#### Exercise requirements
Below are some entries; can you quote all of them exactly?

#### Record extracts
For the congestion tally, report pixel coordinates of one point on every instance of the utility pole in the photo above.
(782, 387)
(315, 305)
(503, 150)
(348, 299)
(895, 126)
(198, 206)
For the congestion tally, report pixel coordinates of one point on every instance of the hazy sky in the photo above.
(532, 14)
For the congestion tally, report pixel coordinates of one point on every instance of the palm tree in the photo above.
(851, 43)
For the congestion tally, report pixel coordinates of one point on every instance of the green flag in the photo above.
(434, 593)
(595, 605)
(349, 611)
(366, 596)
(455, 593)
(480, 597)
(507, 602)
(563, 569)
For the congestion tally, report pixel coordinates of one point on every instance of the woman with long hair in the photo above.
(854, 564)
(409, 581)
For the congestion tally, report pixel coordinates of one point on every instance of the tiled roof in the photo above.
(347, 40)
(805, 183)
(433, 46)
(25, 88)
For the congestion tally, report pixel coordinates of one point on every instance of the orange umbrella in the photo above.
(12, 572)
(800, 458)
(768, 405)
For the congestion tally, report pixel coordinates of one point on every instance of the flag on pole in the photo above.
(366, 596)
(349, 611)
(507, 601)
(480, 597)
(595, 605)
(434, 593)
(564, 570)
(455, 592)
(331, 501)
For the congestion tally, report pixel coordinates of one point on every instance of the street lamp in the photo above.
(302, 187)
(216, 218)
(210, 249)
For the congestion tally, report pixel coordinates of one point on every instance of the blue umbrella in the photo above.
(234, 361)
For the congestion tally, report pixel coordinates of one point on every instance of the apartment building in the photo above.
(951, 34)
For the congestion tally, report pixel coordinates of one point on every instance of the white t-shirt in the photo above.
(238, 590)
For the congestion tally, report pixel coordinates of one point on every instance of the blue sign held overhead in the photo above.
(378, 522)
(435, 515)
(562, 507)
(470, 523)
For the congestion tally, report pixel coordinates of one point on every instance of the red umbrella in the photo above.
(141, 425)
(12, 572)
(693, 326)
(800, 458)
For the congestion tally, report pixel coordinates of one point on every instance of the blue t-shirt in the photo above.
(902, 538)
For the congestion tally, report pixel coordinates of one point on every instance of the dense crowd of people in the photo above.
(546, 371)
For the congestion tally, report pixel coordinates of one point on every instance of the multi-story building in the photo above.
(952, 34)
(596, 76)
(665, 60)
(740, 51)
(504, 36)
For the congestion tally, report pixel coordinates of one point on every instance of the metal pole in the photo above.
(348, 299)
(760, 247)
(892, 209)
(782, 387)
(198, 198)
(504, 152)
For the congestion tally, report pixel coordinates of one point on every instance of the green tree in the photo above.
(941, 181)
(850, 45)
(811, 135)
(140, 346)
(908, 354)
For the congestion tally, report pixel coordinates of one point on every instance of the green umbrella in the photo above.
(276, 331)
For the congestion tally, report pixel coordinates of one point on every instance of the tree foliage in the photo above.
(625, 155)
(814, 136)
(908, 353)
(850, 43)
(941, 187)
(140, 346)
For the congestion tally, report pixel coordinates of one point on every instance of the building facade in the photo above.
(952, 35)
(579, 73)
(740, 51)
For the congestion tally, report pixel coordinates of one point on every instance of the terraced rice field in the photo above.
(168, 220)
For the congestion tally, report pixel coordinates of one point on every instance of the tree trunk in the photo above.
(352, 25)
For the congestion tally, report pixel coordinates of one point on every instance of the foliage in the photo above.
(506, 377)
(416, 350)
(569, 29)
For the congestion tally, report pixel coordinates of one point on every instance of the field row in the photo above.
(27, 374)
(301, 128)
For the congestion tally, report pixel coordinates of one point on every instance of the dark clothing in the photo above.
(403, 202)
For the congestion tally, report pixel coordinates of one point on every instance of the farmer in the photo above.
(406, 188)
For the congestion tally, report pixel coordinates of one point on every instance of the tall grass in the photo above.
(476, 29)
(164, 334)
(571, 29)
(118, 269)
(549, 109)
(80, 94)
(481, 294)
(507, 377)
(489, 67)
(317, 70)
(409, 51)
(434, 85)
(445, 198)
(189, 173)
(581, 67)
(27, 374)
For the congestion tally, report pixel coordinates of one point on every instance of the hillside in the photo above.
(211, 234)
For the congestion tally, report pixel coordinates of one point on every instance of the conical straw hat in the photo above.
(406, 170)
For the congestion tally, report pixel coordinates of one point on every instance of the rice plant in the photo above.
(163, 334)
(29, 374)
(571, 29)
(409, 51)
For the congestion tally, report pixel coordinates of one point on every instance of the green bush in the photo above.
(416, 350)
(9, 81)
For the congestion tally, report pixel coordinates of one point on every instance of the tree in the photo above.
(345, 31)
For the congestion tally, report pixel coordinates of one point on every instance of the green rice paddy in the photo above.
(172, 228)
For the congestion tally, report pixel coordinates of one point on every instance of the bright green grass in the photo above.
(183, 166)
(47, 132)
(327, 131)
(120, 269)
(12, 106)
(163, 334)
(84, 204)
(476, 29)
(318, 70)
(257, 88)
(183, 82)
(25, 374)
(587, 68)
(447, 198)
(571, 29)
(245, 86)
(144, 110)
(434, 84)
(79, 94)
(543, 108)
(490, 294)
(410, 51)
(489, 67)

#### Complete output
For the congestion tally, report pixel coordinates of one point on every instance of the utility pole in the photo above.
(782, 387)
(315, 305)
(503, 150)
(348, 299)
(895, 126)
(198, 206)
For the congestion tally, report pixel coordinates of one point on every instance of the hazy sky in the photo above.
(532, 14)
For the congestion tally, report pixel coordinates of one point on every instance of the palm tree in the photo above.
(851, 43)
For the congestion tally, report pixel coordinates of one point on every instance of the green flag in the photo above.
(434, 593)
(595, 605)
(349, 611)
(366, 596)
(455, 593)
(480, 597)
(507, 602)
(563, 569)
For the congestion tally, report pixel coordinates of one point on every instance of the woman with long hair in the photo above.
(854, 564)
(409, 581)
For the congestion tally, report pixel coordinates of one point on every instance of the tiled roof in the photo above.
(347, 40)
(805, 183)
(433, 46)
(25, 88)
For the congestion tally, report pixel coordinates of one point on every instance of the orange umbrella in the photo above.
(12, 572)
(800, 458)
(768, 405)
For the congestion tally, report pixel coordinates of one point on every instance of the flag on pole in the photo above.
(366, 596)
(349, 611)
(507, 601)
(480, 597)
(595, 605)
(434, 593)
(564, 570)
(455, 592)
(331, 501)
For the congestion tally, report pixel coordinates of one point on every instance of the street lamp in the photo above.
(302, 187)
(216, 218)
(210, 249)
For the congestion tally, report pixel coordinates of one point on every instance of the blue umbrella in the photo above.
(234, 361)
For the congestion tally, report pixel coordinates of one point on every instance of the apartment building in the photo above.
(951, 34)
For the congestion tally, report pixel coordinates of one point on every instance of the white t-shirt in the photo above.
(238, 590)
For the congestion tally, report pixel coordinates of one point on every instance of the blue sign held overhead in the photo above.
(378, 522)
(435, 515)
(562, 507)
(470, 523)
For the congestion tally, report pixel coordinates of one point on every instance of the red umbrella in the photo above.
(141, 425)
(12, 572)
(693, 326)
(800, 458)
For the congestion tally, report pixel coordinates of one point on every instance of the blue t-shirt in the photo above.
(902, 538)
For the congestion tally, report pixel coordinates of one point on every instance of the dense crowd of people in the photo above.
(546, 371)
For the congestion tally, report pixel coordinates of one point on every instance of the multi-story building in the photo above.
(952, 34)
(596, 76)
(665, 60)
(740, 51)
(504, 36)
For the congestion tally, report pixel coordinates of one point on every instance of the metal pole in the photo above.
(348, 299)
(760, 247)
(892, 209)
(782, 387)
(198, 198)
(504, 152)
For the congestion tally, report pixel coordinates of one point on every instance of the green tree in the photo above.
(941, 181)
(850, 45)
(811, 135)
(140, 346)
(908, 354)
For the congestion tally, report pixel coordinates of one point on every instance of the green umbrella in the photo above.
(276, 331)
For the congestion tally, report pixel coordinates of one point on every instance of the tree foliage in the photo above.
(625, 155)
(814, 136)
(908, 353)
(850, 43)
(941, 187)
(140, 346)
For the congestion tally, report pixel coordinates of one point on every instance of the building facade in the photo above.
(952, 35)
(579, 73)
(740, 51)
For the congestion tally, report pixel coordinates of one point on every instance of the terraced rice field in the photo above.
(168, 220)
For the congestion tally, report pixel coordinates of one point on every instance of the tree trunk in the photo above.
(352, 25)
For the congestion tally, report pixel coordinates of one point on every instance of the foliage in the photo above.
(506, 377)
(416, 350)
(569, 29)
For the congestion tally, report pixel coordinates of one point on every instance of the field row in the photo above.
(27, 374)
(301, 128)
For the congestion tally, report pixel coordinates of one point on every instance of the dark clothing in the photo above.
(403, 202)
For the congestion tally, report pixel coordinates of one point on every instance of the farmer in the photo above.
(406, 188)
For the congestion tally, report pixel coordinates of one point on every instance of the tall grass in the photo above.
(476, 29)
(164, 334)
(571, 29)
(118, 269)
(549, 109)
(80, 94)
(481, 294)
(507, 377)
(489, 67)
(317, 70)
(409, 51)
(434, 85)
(445, 198)
(189, 173)
(581, 67)
(27, 374)
For the congestion tally, report pixel coordinates of one point on every instance of the hillside in the photo above.
(211, 234)
For the congestion tally, report pixel coordinates of one point on every instance of the conical straw hat in the photo above.
(406, 170)
For the congestion tally, report pixel coordinates of one point on every instance of the rice plant in the photo above.
(163, 334)
(29, 374)
(571, 29)
(409, 51)
For the congestion tally, report pixel coordinates of one point on every instance of the green bush in the photo above.
(416, 350)
(9, 81)
For the congestion tally, report pixel coordinates of one point on every instance of the tree in the photo above.
(345, 31)
For the congestion tally, report pixel coordinates of one point on every instance of the green rice paddy in the photo above.
(172, 228)
For the congestion tally, report pixel coordinates of one point on every instance of the bright green grass in the photo above.
(183, 166)
(47, 132)
(327, 131)
(120, 269)
(12, 106)
(163, 334)
(84, 204)
(476, 29)
(318, 70)
(257, 88)
(183, 82)
(25, 374)
(587, 68)
(447, 198)
(571, 29)
(245, 86)
(144, 110)
(434, 84)
(79, 94)
(543, 108)
(490, 294)
(410, 51)
(489, 67)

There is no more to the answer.